* **ASSIGNMENT**:
Below is a set of records; restate each one word for word.

Stored records
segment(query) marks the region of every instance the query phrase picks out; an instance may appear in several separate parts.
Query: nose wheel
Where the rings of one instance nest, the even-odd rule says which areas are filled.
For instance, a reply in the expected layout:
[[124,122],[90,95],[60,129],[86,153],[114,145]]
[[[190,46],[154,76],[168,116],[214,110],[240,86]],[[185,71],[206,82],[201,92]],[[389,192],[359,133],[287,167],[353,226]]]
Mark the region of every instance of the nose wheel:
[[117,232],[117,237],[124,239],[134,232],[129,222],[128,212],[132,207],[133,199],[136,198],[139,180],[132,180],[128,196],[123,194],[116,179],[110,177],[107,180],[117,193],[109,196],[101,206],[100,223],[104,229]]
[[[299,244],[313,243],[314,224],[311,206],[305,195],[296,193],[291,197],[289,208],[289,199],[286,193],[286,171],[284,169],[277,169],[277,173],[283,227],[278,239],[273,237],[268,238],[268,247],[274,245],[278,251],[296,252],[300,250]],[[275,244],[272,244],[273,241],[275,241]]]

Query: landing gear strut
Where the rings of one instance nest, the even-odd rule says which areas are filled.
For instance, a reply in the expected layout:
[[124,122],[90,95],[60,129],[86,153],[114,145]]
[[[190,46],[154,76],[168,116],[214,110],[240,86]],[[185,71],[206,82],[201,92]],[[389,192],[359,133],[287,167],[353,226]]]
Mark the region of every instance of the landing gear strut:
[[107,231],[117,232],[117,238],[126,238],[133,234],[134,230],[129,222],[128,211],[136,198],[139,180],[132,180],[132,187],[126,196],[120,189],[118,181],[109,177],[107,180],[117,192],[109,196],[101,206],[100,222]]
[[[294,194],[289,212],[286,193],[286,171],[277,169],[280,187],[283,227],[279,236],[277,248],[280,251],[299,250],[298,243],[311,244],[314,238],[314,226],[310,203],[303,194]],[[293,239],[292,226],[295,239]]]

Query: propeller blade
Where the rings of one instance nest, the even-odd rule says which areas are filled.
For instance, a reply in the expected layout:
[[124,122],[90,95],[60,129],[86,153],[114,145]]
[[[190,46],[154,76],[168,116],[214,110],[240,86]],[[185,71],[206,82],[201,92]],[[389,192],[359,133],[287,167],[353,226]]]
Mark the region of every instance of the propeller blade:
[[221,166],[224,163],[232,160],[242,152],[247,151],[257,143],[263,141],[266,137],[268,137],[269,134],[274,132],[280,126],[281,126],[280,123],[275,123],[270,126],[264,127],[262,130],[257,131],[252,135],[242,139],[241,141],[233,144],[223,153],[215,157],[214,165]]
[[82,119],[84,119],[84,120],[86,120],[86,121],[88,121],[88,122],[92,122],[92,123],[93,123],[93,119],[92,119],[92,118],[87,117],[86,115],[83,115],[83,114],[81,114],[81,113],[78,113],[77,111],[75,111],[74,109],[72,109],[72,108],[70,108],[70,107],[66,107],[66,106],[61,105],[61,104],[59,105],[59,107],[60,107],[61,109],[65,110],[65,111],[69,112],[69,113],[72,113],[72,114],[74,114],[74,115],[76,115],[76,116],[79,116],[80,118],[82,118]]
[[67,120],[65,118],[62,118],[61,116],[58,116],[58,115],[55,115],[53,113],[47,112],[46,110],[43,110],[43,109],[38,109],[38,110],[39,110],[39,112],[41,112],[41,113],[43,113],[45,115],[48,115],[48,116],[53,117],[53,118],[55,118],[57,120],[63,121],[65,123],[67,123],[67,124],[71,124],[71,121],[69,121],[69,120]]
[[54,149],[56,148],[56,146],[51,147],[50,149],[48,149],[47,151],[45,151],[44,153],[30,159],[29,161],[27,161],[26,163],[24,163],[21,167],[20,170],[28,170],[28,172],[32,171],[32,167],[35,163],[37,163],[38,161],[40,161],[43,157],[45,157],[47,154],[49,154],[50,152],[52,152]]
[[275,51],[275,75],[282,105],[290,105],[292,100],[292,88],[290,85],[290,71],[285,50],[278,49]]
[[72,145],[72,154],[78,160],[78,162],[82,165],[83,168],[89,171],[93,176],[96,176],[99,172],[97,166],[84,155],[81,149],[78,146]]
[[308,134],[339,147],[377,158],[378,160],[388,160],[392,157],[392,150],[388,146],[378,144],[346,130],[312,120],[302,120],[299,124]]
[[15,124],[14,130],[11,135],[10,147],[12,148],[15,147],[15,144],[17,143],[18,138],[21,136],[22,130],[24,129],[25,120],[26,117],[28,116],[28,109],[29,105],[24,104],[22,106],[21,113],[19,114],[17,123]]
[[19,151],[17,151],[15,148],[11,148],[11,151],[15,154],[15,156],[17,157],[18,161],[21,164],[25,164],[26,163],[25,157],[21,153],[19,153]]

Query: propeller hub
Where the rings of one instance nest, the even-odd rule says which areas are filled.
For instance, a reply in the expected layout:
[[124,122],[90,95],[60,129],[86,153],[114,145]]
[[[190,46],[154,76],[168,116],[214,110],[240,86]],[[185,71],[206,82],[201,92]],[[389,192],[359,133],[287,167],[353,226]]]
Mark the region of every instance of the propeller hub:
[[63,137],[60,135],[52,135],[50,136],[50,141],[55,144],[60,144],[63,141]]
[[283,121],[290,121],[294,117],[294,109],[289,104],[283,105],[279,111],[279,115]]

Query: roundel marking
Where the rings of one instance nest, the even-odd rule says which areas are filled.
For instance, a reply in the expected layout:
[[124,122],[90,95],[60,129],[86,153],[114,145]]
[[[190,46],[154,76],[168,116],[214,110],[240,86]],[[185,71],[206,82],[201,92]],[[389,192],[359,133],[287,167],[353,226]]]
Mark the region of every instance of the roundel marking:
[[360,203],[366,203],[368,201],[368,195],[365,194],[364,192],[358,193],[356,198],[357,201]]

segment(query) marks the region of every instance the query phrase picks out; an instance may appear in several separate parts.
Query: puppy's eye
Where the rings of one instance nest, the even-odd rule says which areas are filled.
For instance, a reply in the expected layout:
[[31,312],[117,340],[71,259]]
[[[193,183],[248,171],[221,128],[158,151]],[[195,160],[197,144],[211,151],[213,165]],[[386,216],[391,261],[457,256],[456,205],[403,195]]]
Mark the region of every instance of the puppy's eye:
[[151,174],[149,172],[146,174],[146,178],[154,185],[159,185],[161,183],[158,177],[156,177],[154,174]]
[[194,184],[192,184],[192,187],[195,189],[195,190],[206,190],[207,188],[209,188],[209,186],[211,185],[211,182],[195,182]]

* **SOLVED EXERCISE**:
segment(query) marks the region of every instance the query phrase picks out; an instance may appear in several separate parts.
Query: nose wheel
Where the rings of one instance nest, the even-odd rule says which areas are filled.
For instance, a reply in the expected layout:
[[124,122],[90,95],[60,129],[86,153],[114,145]]
[[[190,46],[154,76],[168,116],[214,110],[240,86]],[[185,71],[206,82],[201,92]],[[389,192],[359,133],[287,167],[353,226]]]
Mark the region of every instance of the nose wheel:
[[117,232],[117,237],[124,239],[134,232],[129,222],[128,212],[132,207],[133,199],[136,198],[139,180],[132,180],[128,196],[123,194],[116,179],[110,177],[107,180],[117,193],[109,196],[101,206],[100,223],[104,229]]
[[[299,244],[313,243],[314,224],[311,206],[305,195],[296,193],[291,197],[289,208],[289,199],[286,193],[286,171],[284,169],[277,169],[277,173],[283,227],[278,239],[273,237],[268,238],[268,247],[274,245],[278,251],[296,252],[300,250]],[[275,244],[272,244],[273,241],[275,241]]]

Query: landing gear strut
Where the rings of one instance nest, the even-odd rule says which areas are filled.
For instance, a reply in the expected layout:
[[124,122],[90,95],[60,129],[86,153],[114,145]]
[[[190,46],[154,76],[168,116],[214,110],[240,86]],[[185,71],[206,82],[201,92]],[[389,192],[359,133],[287,167],[353,226]]]
Mark the region of every instance of the landing gear strut:
[[107,231],[117,232],[117,238],[126,238],[133,234],[134,230],[129,222],[128,211],[136,198],[139,180],[132,180],[132,187],[126,196],[120,189],[118,181],[109,177],[107,180],[117,192],[109,196],[101,206],[100,222]]
[[[294,194],[289,212],[286,193],[286,171],[277,169],[280,187],[283,227],[279,236],[277,248],[280,251],[299,250],[298,243],[311,244],[314,238],[314,226],[310,203],[303,194]],[[293,239],[292,226],[295,239]]]

Query: propeller blade
Where the rings of one instance nest, the even-odd rule says which areas are filled.
For instance, a reply in the expected layout:
[[124,122],[90,95],[60,129],[86,153],[114,145]]
[[[190,46],[154,76],[168,116],[214,110],[240,86]],[[185,71],[206,82],[201,92]],[[389,192],[359,133],[287,167],[353,226]]]
Mark the region of every instance of the propeller blade:
[[221,166],[224,163],[232,160],[242,152],[247,151],[257,143],[263,141],[266,137],[268,137],[269,134],[274,132],[280,126],[281,126],[280,123],[275,123],[270,126],[264,127],[262,130],[257,131],[252,135],[242,139],[241,141],[233,144],[223,153],[215,157],[214,165]]
[[82,119],[84,119],[84,120],[86,120],[86,121],[88,121],[88,122],[92,122],[92,123],[93,123],[93,119],[92,119],[92,118],[87,117],[86,115],[83,115],[83,114],[81,114],[81,113],[78,113],[77,111],[75,111],[74,109],[72,109],[72,108],[70,108],[70,107],[66,107],[66,106],[61,105],[61,104],[59,105],[59,107],[60,107],[61,109],[65,110],[65,111],[69,112],[69,113],[72,113],[72,114],[74,114],[74,115],[76,115],[76,116],[79,116],[80,118],[82,118]]
[[67,120],[65,118],[62,118],[61,116],[58,116],[58,115],[55,115],[53,113],[47,112],[46,110],[43,110],[43,109],[38,109],[38,110],[39,110],[39,112],[41,112],[41,113],[43,113],[45,115],[48,115],[48,116],[53,117],[53,118],[55,118],[57,120],[63,121],[65,123],[67,123],[67,124],[71,124],[71,121],[69,121],[69,120]]
[[54,149],[56,148],[56,146],[51,147],[50,149],[48,149],[47,151],[45,151],[44,153],[30,159],[29,161],[27,161],[26,163],[24,163],[21,167],[20,170],[28,170],[28,172],[32,171],[32,167],[35,163],[37,163],[38,161],[40,161],[43,157],[45,157],[47,154],[49,154],[50,152],[52,152]]
[[275,51],[275,75],[282,105],[290,105],[292,100],[292,88],[290,85],[290,71],[285,50],[278,49]]
[[72,145],[72,154],[78,160],[78,162],[82,165],[83,168],[89,171],[93,176],[96,176],[99,172],[97,166],[84,155],[81,149],[78,146]]
[[308,134],[339,147],[377,158],[378,160],[388,160],[392,157],[392,150],[388,146],[378,144],[346,130],[312,120],[302,120],[299,124]]
[[15,124],[14,130],[11,135],[10,147],[12,148],[15,147],[15,144],[17,143],[18,138],[21,136],[22,130],[24,129],[25,120],[26,117],[28,116],[28,109],[29,105],[24,104],[22,106],[21,113],[19,114],[17,123]]
[[19,151],[17,151],[15,148],[11,148],[11,151],[15,154],[15,156],[17,157],[18,161],[21,164],[25,164],[26,163],[25,157],[21,153],[19,153]]

Query: propeller hub
Where the rings of one instance nest, the even-odd rule says which areas are filled.
For instance, a reply in the expected layout:
[[124,122],[90,95],[60,129],[86,153],[114,145]]
[[[190,46],[154,76],[168,116],[214,110],[240,86]],[[185,71],[206,82],[201,92]],[[389,192],[359,133],[287,167],[353,226]]]
Mark the region of every instance of the propeller hub:
[[63,137],[60,135],[52,135],[50,136],[50,141],[55,144],[60,144],[63,141]]
[[283,121],[290,121],[294,117],[294,109],[289,104],[283,105],[279,111],[279,115]]

Query: roundel marking
Where the rings of one instance nest, the even-odd rule says which areas are filled.
For instance, a reply in the expected layout:
[[124,122],[90,95],[60,129],[86,153],[114,145]]
[[[190,46],[154,76],[168,116],[214,110],[240,86]],[[185,71],[206,82],[201,92]],[[389,192],[359,133],[287,167],[353,226]]]
Mark the region of every instance of the roundel marking:
[[360,203],[366,203],[368,201],[368,195],[365,194],[364,192],[358,193],[356,198],[357,201]]

segment(query) marks the region of every instance the query phrase picks out; an instance may appear in several separate parts.
Query: puppy's eye
Where the rings of one instance nest, the even-odd rule says which areas are filled.
For instance, a reply in the expected layout:
[[31,312],[117,340],[71,259]]
[[[193,183],[248,171],[221,128],[158,151]],[[195,160],[197,144],[211,151],[213,165]],[[386,216],[391,261],[457,256],[456,205],[403,195]]]
Mark the region of every instance of the puppy's eye:
[[151,174],[149,172],[146,174],[146,178],[154,185],[159,185],[161,183],[158,177],[156,177],[154,174]]
[[194,184],[192,184],[192,187],[195,189],[195,190],[206,190],[207,188],[209,188],[209,186],[211,185],[211,182],[195,182]]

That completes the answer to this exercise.